◆ **What the task asks**: Format the entries below as a Markdown table with two columns, Row and Line, giving each nonblank line its own numbered row. Omit the pictures.

◆ **Task data**:
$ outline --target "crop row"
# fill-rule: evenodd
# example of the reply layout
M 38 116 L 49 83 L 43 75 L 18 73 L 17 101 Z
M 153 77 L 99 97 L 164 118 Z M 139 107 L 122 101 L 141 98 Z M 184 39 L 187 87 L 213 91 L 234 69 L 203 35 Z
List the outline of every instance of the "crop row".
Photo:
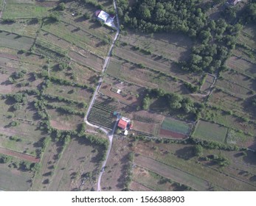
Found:
M 159 121 L 154 120 L 151 118 L 145 117 L 145 116 L 137 116 L 135 115 L 134 120 L 142 121 L 142 122 L 146 122 L 146 123 L 160 123 Z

◆ **Result of the exercise**:
| Row | Line |
|---|---|
| 1 | $ outline --target "crop row" |
| 2 | # fill-rule: evenodd |
| 3 | # example of the reply layout |
| 4 | M 38 116 L 49 83 L 43 75 L 18 73 L 17 101 Z |
| 5 | M 153 77 L 99 97 L 164 118 Z M 139 107 L 122 101 L 141 98 Z M 184 39 L 187 87 L 213 91 L 234 69 L 203 35 Z |
| 6 | List the outline of every instance of the "crop row". |
| 7 | Photo: |
| 8 | Found: |
| 9 | M 159 121 L 154 120 L 151 118 L 145 117 L 145 116 L 137 116 L 135 115 L 134 120 L 142 121 L 142 122 L 146 122 L 146 123 L 160 123 Z |